> **Assignment**:
Can you copy the medal lot description below word for word, from start to finish?

A Second World War Civil M.B.E. group of three awarded to R. A. Cox, Esq., Department of Justice, Southern Rhodesia, late Inns of Court O.T.C.
The Most Excellent Order of the British Empire, M.B.E. (Civil) Member’s 2nd type breast badge; British War Medal 1914-20 (14003. Pte. R. A. Cox. I. of C. O.T.C.); Coronation 1937, mounted for display

Four: Flight Sergeant (Pilot) C. A. Cox, No. 166 Squadron, Royal Air Force
1939-45 Star; Air Crew Europe Star; Defence and War Medals 1939-45 (778769 W/O. C. A. Cox, 166 Sqdn.) these two officially engraved Rhodesian issues, extremely fine (7) £300-£360

M.B.E. London Gazette 2 June 1943: ‘Richard Allen Cox, Esq., employed in the Department of Justice, Southern Rhodesia.’

Richard Allen Cox was studying law in London when he enrolled into the Inns of Court Officer’s Training Corps close to the end of the war. His medal index conforms entitlement to the British War Medal only as a Private although he was later on the General List as a Second Lieutenant. Presumably he completed his legal studies before returning to Salisbury, Southern Rhodesia, where he worked as a judge or magistrate in the Rhodesian Department of Justice.

> **Data for analysis**:

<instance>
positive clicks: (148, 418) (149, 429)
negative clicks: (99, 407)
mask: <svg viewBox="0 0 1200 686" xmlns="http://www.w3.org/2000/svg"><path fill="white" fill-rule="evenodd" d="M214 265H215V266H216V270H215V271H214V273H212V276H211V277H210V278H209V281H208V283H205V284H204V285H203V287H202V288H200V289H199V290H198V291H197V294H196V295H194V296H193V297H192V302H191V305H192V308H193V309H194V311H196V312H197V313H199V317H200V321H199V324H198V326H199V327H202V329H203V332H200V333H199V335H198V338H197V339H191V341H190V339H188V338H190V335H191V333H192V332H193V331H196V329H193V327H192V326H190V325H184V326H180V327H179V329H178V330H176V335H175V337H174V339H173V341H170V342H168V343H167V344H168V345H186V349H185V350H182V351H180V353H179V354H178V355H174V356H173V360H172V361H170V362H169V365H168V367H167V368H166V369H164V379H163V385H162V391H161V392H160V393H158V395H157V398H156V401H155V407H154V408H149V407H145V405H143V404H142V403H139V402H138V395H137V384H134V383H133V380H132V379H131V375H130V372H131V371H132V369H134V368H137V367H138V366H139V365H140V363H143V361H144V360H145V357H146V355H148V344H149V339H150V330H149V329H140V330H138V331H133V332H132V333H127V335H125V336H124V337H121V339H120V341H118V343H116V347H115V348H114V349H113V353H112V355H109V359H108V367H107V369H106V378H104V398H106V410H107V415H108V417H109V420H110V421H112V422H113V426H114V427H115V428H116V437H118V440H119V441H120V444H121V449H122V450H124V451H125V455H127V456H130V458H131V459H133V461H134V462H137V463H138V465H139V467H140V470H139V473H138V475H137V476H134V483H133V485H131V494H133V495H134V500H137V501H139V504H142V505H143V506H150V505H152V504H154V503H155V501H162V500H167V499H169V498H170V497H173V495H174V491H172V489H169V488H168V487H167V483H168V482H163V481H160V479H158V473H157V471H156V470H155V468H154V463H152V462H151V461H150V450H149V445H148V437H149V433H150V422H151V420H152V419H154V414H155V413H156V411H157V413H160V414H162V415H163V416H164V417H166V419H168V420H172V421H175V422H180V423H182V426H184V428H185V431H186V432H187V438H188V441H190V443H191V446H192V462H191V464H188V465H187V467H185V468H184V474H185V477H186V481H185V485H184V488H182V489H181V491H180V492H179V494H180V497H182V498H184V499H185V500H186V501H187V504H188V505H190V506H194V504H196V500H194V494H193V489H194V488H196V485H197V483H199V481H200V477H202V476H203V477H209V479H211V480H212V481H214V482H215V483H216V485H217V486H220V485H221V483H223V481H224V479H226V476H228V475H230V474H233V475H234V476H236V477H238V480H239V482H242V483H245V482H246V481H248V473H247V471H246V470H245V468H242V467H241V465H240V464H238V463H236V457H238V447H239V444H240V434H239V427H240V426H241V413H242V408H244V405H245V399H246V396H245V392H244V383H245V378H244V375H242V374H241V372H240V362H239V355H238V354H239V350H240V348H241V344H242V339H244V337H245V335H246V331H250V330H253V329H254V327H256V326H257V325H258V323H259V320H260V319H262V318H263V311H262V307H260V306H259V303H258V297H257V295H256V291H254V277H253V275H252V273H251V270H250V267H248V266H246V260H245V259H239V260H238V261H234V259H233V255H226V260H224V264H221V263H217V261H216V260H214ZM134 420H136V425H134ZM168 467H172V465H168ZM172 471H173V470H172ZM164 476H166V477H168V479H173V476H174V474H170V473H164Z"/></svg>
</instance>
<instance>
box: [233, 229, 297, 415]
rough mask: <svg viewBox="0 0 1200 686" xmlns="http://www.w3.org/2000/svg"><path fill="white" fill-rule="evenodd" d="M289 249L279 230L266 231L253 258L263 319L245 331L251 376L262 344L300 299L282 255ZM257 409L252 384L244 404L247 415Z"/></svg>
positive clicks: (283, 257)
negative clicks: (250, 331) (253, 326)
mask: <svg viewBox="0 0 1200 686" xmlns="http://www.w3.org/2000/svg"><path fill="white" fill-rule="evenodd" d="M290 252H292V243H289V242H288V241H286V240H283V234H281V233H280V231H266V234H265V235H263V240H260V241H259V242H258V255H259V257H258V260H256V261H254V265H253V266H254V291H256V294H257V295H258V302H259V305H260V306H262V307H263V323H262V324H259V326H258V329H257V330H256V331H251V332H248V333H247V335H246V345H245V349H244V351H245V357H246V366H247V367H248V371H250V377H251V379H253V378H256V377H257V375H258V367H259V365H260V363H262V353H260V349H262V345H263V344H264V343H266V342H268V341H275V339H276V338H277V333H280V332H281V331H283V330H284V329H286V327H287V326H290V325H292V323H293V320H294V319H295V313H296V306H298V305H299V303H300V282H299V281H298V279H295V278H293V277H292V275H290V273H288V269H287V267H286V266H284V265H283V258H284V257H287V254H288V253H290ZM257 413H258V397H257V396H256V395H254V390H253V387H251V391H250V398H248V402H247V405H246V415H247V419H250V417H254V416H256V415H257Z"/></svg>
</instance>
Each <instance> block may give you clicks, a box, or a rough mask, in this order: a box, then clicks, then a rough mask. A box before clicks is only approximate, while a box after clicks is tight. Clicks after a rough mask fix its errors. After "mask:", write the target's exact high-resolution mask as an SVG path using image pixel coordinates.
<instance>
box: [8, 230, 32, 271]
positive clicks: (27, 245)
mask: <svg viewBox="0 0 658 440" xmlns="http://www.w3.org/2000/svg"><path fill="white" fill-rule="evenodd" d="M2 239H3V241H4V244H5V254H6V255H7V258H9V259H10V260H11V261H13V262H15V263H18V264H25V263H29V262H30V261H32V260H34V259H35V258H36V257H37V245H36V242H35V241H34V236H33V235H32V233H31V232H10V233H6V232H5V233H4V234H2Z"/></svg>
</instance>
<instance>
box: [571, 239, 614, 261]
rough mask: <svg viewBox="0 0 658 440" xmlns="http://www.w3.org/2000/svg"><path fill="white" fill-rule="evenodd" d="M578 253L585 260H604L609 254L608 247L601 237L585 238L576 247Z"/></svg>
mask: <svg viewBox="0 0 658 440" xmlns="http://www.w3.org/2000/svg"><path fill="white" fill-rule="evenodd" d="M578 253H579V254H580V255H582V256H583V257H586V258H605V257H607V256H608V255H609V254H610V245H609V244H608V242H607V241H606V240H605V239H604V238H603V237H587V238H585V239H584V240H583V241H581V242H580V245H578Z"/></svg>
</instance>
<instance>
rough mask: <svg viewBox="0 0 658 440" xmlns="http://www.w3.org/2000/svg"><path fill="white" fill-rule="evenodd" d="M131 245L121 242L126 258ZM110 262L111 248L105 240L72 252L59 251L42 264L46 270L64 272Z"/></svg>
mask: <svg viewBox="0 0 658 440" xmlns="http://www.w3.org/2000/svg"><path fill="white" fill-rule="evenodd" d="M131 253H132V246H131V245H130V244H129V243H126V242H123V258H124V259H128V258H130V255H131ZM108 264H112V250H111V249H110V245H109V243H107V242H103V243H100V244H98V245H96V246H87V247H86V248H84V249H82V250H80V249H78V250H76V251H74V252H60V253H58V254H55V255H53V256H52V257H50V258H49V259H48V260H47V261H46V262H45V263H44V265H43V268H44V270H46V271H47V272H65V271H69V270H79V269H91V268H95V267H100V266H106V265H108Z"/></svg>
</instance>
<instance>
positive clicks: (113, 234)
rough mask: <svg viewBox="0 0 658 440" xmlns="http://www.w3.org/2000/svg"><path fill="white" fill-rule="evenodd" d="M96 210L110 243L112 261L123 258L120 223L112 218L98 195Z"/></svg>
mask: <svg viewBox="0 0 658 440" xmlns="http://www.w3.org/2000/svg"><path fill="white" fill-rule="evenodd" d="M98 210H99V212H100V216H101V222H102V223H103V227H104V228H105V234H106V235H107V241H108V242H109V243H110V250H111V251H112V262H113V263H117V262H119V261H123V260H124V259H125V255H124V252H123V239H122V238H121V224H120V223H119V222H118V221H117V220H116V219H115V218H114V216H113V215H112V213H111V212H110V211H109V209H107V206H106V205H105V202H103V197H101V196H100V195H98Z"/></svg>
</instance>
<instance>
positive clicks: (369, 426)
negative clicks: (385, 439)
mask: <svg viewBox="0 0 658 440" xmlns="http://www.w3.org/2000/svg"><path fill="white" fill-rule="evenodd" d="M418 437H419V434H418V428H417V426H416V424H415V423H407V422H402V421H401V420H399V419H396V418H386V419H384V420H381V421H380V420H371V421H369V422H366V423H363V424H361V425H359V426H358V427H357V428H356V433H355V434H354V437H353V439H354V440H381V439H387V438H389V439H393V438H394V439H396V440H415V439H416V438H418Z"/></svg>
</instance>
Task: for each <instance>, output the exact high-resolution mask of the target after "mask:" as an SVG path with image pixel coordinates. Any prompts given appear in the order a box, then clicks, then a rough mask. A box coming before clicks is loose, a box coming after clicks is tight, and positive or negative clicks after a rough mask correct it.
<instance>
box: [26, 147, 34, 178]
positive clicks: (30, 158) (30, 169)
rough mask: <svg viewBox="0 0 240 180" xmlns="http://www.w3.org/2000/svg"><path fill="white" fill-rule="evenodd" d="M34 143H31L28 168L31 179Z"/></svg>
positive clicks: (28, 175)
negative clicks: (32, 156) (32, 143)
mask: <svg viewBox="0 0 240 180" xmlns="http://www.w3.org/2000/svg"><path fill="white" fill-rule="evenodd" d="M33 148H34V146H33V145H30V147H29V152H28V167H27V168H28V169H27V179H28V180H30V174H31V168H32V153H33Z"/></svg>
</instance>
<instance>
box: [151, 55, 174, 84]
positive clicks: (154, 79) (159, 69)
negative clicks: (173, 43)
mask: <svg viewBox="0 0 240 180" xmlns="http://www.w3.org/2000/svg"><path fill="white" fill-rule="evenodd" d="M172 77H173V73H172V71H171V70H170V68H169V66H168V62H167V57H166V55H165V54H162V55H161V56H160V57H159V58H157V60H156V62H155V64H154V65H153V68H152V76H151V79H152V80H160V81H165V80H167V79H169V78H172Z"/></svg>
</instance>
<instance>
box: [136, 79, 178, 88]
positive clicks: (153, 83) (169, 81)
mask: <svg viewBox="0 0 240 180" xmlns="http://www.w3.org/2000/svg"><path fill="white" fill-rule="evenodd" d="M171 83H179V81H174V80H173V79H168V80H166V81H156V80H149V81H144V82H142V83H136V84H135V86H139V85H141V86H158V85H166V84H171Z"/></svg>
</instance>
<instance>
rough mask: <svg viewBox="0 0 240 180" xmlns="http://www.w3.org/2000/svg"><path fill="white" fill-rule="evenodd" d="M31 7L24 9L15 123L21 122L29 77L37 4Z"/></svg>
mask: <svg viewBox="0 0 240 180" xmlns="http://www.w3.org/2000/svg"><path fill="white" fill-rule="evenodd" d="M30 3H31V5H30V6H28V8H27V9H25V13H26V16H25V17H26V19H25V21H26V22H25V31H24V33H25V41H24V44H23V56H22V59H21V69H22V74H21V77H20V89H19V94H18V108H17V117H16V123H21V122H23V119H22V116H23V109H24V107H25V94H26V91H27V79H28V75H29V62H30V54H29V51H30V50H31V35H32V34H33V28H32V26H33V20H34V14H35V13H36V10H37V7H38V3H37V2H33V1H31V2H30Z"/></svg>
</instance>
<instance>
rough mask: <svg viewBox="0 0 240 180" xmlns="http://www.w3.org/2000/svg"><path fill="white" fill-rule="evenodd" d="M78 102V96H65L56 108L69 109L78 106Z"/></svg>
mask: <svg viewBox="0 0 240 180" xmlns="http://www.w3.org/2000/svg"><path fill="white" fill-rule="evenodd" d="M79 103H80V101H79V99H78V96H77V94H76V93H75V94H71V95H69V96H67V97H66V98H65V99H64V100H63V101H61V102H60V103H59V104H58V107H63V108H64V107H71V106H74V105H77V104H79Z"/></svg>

> **Answer**:
A Second World War Civil M.B.E. group of three awarded to R. A. Cox, Esq., Department of Justice, Southern Rhodesia, late Inns of Court O.T.C.
The Most Excellent Order of the British Empire, M.B.E. (Civil) Member’s 2nd type breast badge; British War Medal 1914-20 (14003. Pte. R. A. Cox. I. of C. O.T.C.); Coronation 1937, mounted for display

Four: Flight Sergeant (Pilot) C. A. Cox, No. 166 Squadron, Royal Air Force
1939-45 Star; Air Crew Europe Star; Defence and War Medals 1939-45 (778769 W/O. C. A. Cox, 166 Sqdn.) these two officially engraved Rhodesian issues, extremely fine (7) £300-£360

M.B.E. London Gazette 2 June 1943: ‘Richard Allen Cox, Esq., employed in the Department of Justice, Southern Rhodesia.’

Richard Allen Cox was studying law in London when he enrolled into the Inns of Court Officer’s Training Corps close to the end of the war. His medal index conforms entitlement to the British War Medal only as a Private although he was later on the General List as a Second Lieutenant. Presumably he completed his legal studies before returning to Salisbury, Southern Rhodesia, where he worked as a judge or magistrate in the Rhodesian Department of Justice.